* _Entries supplied_:
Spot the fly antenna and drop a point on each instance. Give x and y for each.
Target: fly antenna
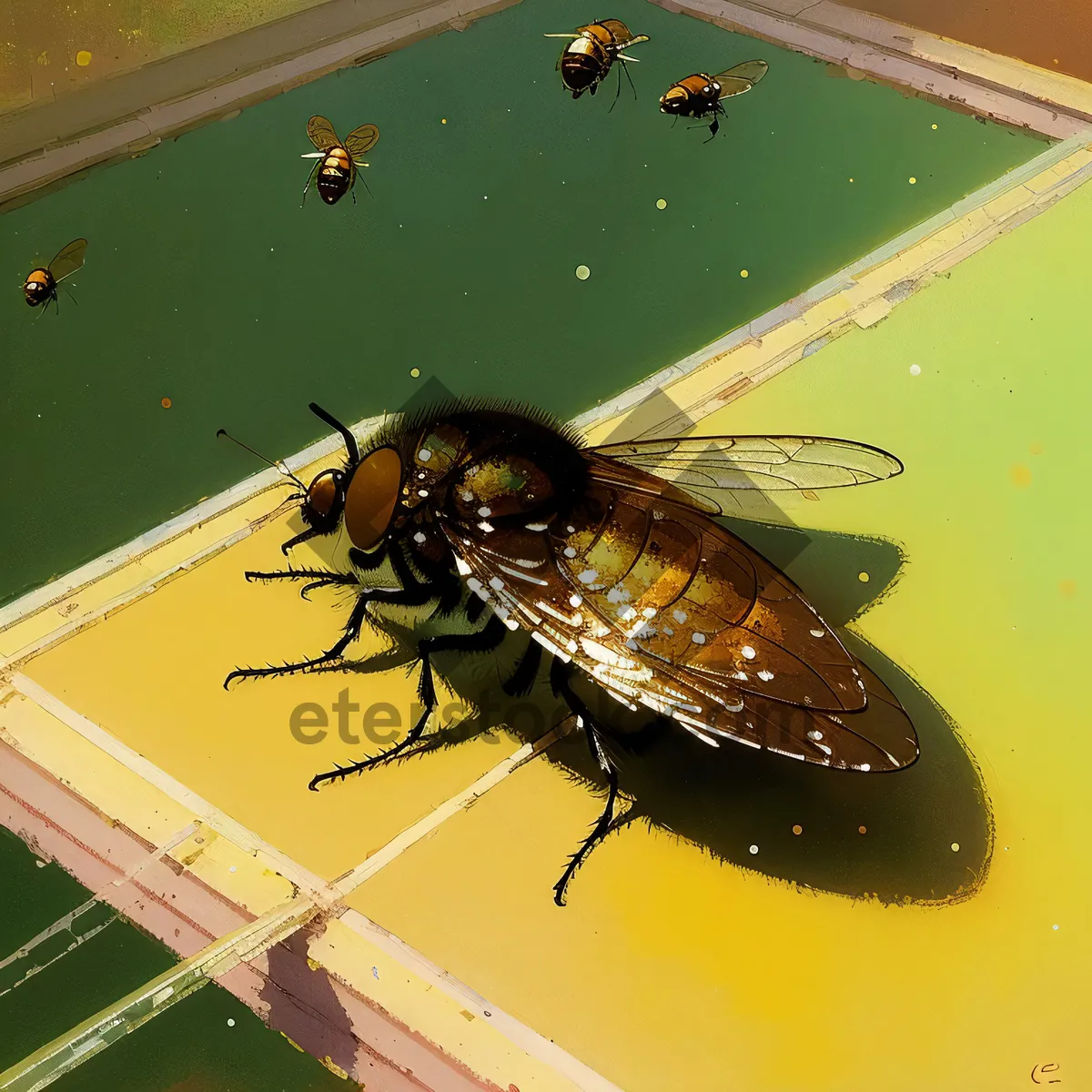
(350, 446)
(277, 465)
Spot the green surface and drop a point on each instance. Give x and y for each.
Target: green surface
(194, 1048)
(33, 894)
(207, 284)
(190, 1047)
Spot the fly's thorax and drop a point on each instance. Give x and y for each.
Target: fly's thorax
(584, 63)
(337, 158)
(601, 33)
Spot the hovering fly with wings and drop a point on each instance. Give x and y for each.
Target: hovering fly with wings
(585, 63)
(338, 161)
(610, 558)
(702, 96)
(41, 285)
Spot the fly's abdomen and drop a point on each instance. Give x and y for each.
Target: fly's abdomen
(334, 175)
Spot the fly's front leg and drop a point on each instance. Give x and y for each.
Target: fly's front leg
(318, 578)
(398, 596)
(560, 680)
(485, 640)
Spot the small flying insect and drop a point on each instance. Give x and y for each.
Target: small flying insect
(585, 63)
(338, 161)
(41, 285)
(700, 96)
(611, 561)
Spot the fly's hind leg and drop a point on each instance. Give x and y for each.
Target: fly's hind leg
(398, 596)
(560, 680)
(484, 640)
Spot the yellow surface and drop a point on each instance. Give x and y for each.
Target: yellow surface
(152, 675)
(670, 970)
(440, 1018)
(102, 781)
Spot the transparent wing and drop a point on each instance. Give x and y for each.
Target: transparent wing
(360, 140)
(710, 469)
(664, 609)
(749, 71)
(69, 260)
(321, 134)
(622, 33)
(732, 86)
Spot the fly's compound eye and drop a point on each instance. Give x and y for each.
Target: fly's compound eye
(325, 501)
(371, 496)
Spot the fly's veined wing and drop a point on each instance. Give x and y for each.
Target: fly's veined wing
(732, 86)
(321, 134)
(752, 71)
(69, 260)
(710, 469)
(360, 140)
(667, 610)
(622, 35)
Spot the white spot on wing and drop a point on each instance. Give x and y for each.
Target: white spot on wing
(522, 576)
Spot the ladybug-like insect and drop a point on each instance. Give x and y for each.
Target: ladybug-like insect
(610, 558)
(338, 161)
(700, 96)
(585, 63)
(41, 285)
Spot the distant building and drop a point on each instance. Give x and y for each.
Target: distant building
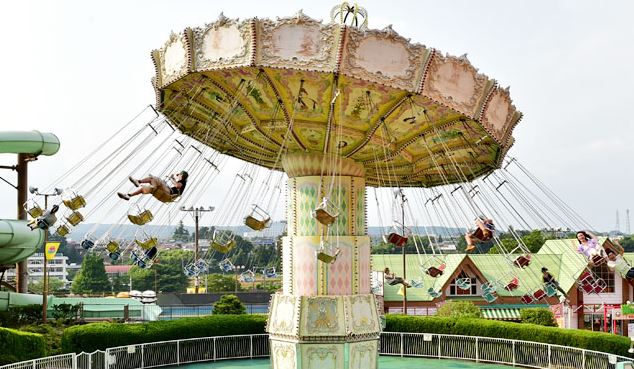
(57, 268)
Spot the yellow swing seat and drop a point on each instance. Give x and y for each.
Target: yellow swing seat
(326, 213)
(141, 218)
(148, 243)
(33, 209)
(75, 218)
(74, 202)
(256, 224)
(223, 247)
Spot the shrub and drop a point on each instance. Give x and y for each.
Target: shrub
(99, 336)
(539, 316)
(460, 309)
(19, 346)
(597, 341)
(229, 304)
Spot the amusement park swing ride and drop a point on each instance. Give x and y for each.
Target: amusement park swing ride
(322, 113)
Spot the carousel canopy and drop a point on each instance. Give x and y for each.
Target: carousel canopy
(259, 88)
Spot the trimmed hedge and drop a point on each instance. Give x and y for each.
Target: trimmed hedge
(597, 341)
(99, 336)
(19, 346)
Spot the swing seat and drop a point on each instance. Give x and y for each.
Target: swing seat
(33, 209)
(433, 293)
(512, 285)
(113, 246)
(324, 217)
(435, 272)
(87, 244)
(463, 283)
(550, 289)
(226, 265)
(522, 261)
(141, 218)
(223, 248)
(270, 273)
(396, 239)
(148, 243)
(75, 218)
(74, 202)
(326, 258)
(247, 277)
(62, 230)
(539, 294)
(489, 297)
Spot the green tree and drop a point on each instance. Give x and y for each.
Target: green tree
(92, 276)
(222, 283)
(539, 316)
(181, 233)
(459, 309)
(229, 304)
(167, 273)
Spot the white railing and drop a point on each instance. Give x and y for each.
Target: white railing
(441, 346)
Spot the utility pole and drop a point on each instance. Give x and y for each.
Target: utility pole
(196, 214)
(56, 192)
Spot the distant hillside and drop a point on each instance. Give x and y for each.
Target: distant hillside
(128, 231)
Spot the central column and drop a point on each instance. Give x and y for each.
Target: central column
(325, 317)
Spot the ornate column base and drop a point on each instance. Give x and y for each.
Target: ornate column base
(324, 332)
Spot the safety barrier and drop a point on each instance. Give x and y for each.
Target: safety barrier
(480, 349)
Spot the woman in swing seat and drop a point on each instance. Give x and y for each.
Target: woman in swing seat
(483, 232)
(158, 187)
(392, 279)
(589, 247)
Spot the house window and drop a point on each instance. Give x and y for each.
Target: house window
(602, 271)
(455, 290)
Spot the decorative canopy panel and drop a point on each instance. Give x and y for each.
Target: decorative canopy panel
(259, 89)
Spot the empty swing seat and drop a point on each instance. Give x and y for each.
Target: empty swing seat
(396, 239)
(522, 261)
(148, 243)
(226, 265)
(33, 209)
(141, 218)
(75, 218)
(539, 294)
(326, 258)
(74, 201)
(512, 285)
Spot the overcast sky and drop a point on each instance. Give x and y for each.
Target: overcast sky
(81, 69)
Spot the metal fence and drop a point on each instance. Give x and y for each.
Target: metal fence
(439, 346)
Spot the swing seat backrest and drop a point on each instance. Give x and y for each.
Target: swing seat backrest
(75, 218)
(148, 243)
(255, 224)
(142, 218)
(62, 230)
(87, 244)
(324, 217)
(75, 202)
(112, 246)
(396, 239)
(223, 248)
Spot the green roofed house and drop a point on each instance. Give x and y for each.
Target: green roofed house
(467, 277)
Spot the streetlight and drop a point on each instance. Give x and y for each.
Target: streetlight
(196, 214)
(36, 192)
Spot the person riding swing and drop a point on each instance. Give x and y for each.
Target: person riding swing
(158, 187)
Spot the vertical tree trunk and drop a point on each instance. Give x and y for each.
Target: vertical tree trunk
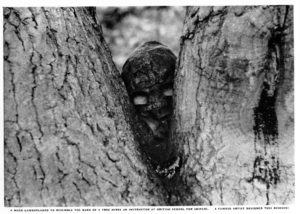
(68, 140)
(234, 117)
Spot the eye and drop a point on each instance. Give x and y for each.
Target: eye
(168, 92)
(140, 100)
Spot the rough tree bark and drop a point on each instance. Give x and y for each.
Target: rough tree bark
(234, 119)
(68, 139)
(70, 133)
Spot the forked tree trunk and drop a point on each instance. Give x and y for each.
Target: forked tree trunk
(234, 105)
(68, 140)
(70, 134)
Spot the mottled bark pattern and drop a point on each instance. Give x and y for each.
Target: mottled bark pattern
(67, 136)
(234, 113)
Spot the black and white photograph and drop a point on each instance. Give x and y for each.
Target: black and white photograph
(155, 106)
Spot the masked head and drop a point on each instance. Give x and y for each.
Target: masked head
(148, 75)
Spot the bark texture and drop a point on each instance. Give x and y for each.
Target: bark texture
(234, 117)
(68, 140)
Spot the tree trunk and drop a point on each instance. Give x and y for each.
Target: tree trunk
(234, 120)
(68, 135)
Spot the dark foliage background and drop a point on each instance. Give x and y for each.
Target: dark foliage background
(125, 28)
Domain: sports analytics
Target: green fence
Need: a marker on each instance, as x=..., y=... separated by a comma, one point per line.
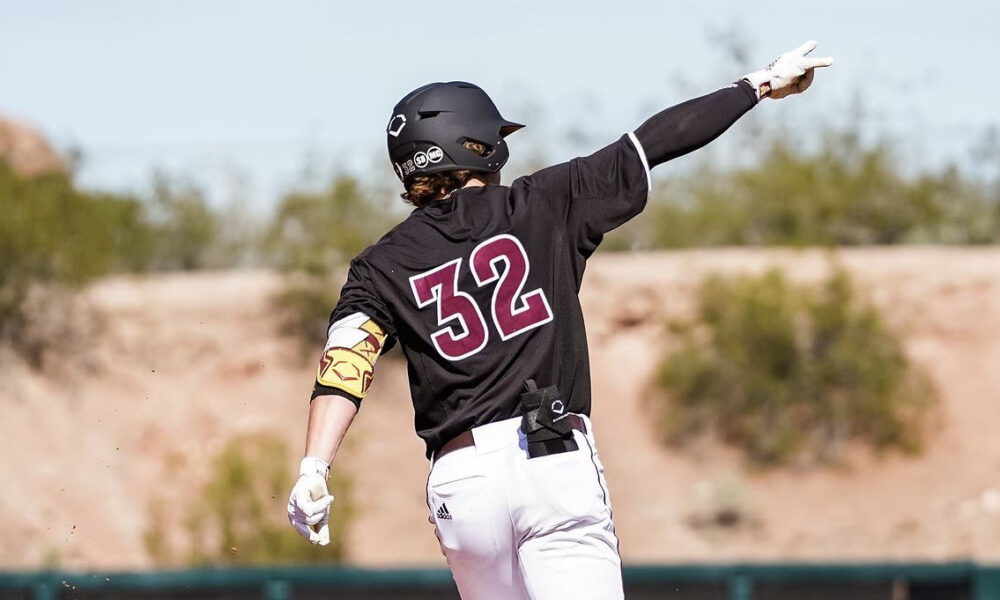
x=903, y=581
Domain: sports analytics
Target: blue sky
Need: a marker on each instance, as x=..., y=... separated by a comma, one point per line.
x=249, y=98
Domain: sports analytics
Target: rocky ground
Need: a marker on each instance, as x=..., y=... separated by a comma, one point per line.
x=185, y=362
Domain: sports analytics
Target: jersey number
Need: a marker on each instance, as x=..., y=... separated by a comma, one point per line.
x=463, y=329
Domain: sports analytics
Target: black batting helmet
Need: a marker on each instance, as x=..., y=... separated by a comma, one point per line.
x=430, y=125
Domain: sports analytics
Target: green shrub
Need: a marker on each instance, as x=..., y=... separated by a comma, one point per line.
x=239, y=517
x=312, y=239
x=56, y=238
x=787, y=373
x=843, y=193
x=317, y=233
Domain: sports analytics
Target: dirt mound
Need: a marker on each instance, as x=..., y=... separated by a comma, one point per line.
x=187, y=361
x=25, y=150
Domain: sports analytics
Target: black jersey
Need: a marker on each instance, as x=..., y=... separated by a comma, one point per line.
x=481, y=289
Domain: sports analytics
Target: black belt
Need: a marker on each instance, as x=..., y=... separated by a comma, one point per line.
x=535, y=449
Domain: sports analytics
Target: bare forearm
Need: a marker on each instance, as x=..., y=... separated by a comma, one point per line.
x=329, y=418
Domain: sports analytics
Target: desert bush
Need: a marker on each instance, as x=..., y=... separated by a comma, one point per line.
x=842, y=193
x=239, y=517
x=53, y=239
x=184, y=228
x=790, y=373
x=311, y=240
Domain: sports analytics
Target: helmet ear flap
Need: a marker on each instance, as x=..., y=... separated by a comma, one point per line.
x=447, y=127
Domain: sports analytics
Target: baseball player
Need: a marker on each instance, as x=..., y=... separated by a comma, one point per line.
x=479, y=287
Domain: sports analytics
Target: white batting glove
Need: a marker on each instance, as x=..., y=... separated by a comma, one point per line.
x=790, y=73
x=309, y=503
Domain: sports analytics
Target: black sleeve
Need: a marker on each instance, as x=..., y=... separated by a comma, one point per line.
x=365, y=330
x=690, y=125
x=594, y=194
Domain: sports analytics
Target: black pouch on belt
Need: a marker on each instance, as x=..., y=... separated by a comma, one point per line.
x=545, y=422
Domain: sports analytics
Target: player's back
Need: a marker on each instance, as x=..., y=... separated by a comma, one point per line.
x=480, y=289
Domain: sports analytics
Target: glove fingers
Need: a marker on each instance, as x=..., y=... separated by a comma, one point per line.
x=805, y=81
x=812, y=63
x=323, y=535
x=316, y=506
x=806, y=48
x=305, y=531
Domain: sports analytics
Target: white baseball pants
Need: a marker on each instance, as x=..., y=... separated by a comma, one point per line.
x=513, y=527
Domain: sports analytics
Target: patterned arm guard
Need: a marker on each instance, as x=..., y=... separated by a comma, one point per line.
x=348, y=362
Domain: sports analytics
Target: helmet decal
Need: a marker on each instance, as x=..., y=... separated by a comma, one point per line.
x=396, y=125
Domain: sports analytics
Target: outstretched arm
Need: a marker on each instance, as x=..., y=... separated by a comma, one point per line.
x=688, y=126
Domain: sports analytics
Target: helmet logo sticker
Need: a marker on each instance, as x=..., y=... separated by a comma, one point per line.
x=396, y=125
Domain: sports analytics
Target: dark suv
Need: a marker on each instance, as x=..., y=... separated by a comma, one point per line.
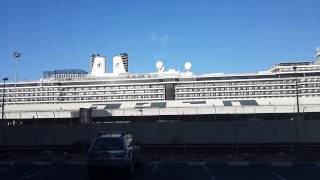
x=112, y=150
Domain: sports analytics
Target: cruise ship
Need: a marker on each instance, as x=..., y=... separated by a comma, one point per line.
x=282, y=92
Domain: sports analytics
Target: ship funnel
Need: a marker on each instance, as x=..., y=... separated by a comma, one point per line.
x=120, y=63
x=160, y=67
x=318, y=55
x=188, y=66
x=98, y=65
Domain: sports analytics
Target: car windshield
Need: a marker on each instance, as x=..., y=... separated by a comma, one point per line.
x=107, y=144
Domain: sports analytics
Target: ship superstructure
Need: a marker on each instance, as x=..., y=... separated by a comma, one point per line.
x=61, y=93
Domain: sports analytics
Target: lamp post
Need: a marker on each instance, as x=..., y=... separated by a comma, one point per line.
x=3, y=93
x=16, y=56
x=297, y=91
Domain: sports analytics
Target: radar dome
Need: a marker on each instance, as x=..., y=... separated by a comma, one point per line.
x=188, y=66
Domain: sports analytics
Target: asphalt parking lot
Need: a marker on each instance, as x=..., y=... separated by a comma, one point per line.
x=157, y=170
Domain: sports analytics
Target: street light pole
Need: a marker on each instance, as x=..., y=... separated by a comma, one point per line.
x=16, y=55
x=297, y=91
x=3, y=93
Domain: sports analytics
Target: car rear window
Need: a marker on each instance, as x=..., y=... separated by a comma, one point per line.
x=107, y=144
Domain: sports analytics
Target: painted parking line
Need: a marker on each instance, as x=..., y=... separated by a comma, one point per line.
x=37, y=173
x=281, y=164
x=42, y=163
x=7, y=163
x=238, y=163
x=278, y=176
x=77, y=163
x=195, y=163
x=209, y=173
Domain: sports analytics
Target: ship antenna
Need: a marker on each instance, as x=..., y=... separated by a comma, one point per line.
x=318, y=55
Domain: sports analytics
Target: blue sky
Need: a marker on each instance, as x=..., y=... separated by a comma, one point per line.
x=216, y=36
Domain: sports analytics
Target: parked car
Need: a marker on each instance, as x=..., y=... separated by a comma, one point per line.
x=112, y=150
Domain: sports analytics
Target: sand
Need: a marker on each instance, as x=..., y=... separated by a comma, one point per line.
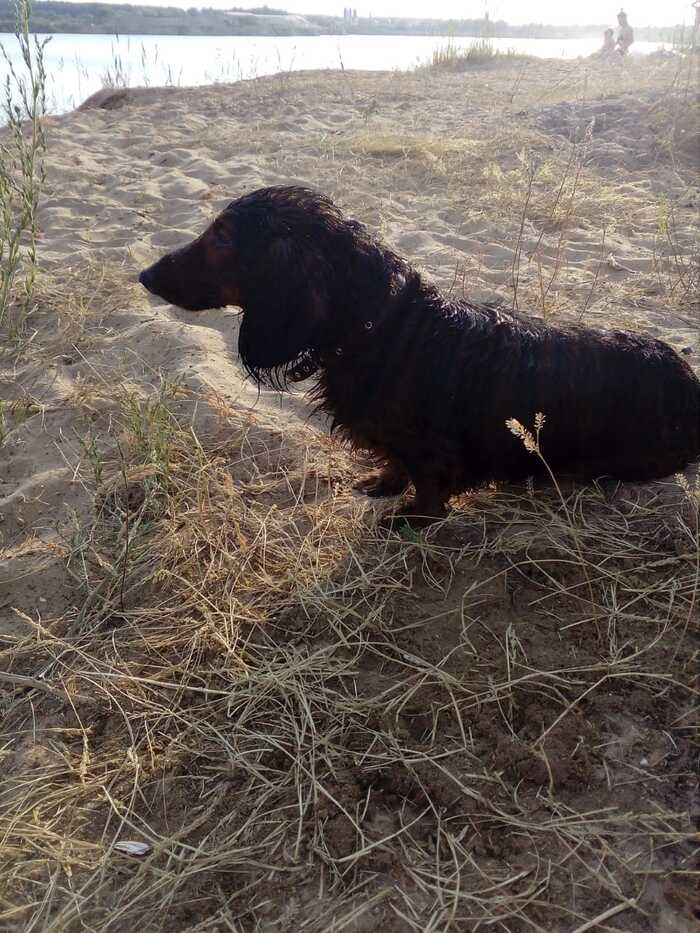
x=439, y=164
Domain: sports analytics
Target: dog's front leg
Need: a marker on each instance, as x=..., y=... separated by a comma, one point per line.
x=390, y=479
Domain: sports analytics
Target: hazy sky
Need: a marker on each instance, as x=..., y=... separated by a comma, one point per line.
x=640, y=12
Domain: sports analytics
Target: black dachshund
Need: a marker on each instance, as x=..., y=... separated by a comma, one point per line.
x=422, y=381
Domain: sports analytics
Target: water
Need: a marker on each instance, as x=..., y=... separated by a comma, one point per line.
x=79, y=65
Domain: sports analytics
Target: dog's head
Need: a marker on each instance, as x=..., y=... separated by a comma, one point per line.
x=297, y=267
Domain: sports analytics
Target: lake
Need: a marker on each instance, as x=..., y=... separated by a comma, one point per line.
x=79, y=65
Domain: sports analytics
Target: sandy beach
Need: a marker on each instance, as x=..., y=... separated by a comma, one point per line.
x=208, y=646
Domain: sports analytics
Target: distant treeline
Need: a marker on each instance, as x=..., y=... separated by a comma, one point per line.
x=125, y=19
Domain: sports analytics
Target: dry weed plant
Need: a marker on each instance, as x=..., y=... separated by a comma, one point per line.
x=261, y=714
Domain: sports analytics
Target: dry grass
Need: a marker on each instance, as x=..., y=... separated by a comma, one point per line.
x=307, y=724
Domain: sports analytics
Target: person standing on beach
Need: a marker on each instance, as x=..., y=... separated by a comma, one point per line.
x=625, y=34
x=608, y=49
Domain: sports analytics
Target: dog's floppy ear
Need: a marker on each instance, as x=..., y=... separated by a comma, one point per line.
x=285, y=305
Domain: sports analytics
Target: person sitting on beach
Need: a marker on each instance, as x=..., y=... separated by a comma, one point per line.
x=625, y=34
x=608, y=49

* _Your goal_: A complete answer lists each line of the data that holds the word "baseball".

* _Result of this exercise_:
Target: baseball player
Target: white baseball pants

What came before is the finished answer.